Image object location entries
────────

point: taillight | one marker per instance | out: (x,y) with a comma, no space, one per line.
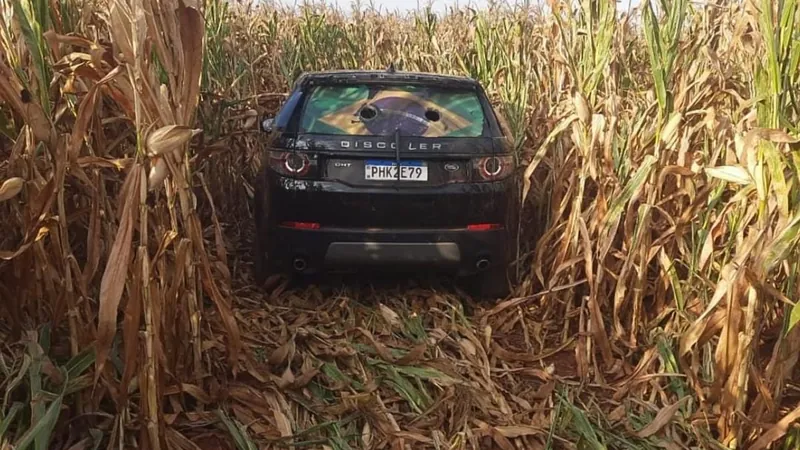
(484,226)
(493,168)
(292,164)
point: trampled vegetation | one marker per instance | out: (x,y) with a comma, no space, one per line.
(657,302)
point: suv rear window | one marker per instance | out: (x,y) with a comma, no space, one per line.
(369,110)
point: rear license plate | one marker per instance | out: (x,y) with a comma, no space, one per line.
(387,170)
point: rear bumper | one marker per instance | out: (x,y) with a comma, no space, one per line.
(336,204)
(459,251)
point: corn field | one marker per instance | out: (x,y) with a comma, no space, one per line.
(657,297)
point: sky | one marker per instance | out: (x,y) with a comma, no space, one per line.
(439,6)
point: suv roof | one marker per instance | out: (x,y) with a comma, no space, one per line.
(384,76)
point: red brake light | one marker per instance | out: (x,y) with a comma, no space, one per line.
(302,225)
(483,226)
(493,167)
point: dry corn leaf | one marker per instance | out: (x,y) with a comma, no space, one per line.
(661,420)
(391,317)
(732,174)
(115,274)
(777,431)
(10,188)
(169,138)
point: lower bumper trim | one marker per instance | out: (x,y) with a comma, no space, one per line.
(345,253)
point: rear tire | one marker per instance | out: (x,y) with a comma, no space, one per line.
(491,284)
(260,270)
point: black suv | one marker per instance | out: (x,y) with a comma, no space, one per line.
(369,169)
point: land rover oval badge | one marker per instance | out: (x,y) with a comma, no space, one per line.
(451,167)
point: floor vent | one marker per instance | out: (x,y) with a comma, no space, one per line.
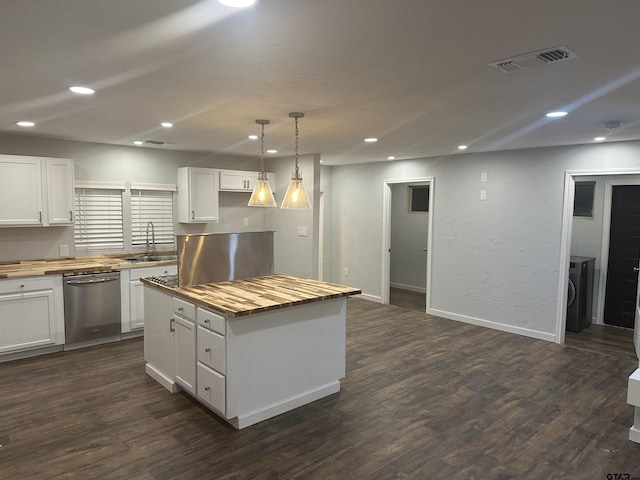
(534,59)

────────

[What you have to do]: Leave out the pictures and print each record exactly as it stands.

[Expected answer]:
point: taillight | one marker per instance | out: (x,y) with a comma, no space, one per line.
(484,226)
(493,168)
(292,164)
point: trampled vegetation | one marker per instance | out: (x,y) with a comma, no space, one per line.
(657,302)
point: suv rear window | one marker per instance | out: (x,y) with a comma, no space, one per line.
(369,110)
point: rear license plate | one marker per instance | out: (x,y) with a comma, no space, one per line.
(387,170)
point: rear bumper | one marker per instance | out: (x,y) with a comma, no space, one per line.
(336,204)
(459,251)
point: corn field | one marker per instance | out: (x,y) with a comma, no space, one per line.
(657,297)
point: sky | one marker per instance | out: (x,y) with a comma, no space, one per line.
(439,6)
point: suv roof | one marker per instance | out: (x,y) with a comma, no space, one per line.
(384,76)
point: red brake light | one marker per instance | out: (x,y) with a comma, no space, one per line.
(302,225)
(483,226)
(493,167)
point: dry corn leaf | one marker per instance | out: (x,y) with a comma, no space, one per line.
(661,420)
(391,317)
(732,174)
(115,274)
(777,431)
(10,188)
(169,138)
point: lower bumper trim | one marker per instance | out: (x,y) with a comma, no space, one per line.
(345,253)
point: rear tire | one marker per instance | out: (x,y) with a comma, no space, one per line.
(491,284)
(260,270)
point: black suv | one marker per instance | out: (x,y) with a comma, no space, one per line.
(369,169)
point: land rover oval badge | one marker per instance | out: (x,y) with a comma, no space, one per line.
(451,167)
point: floor vent | one marker per instance | out: (x,y) with a comma, no space, one per line.
(534,59)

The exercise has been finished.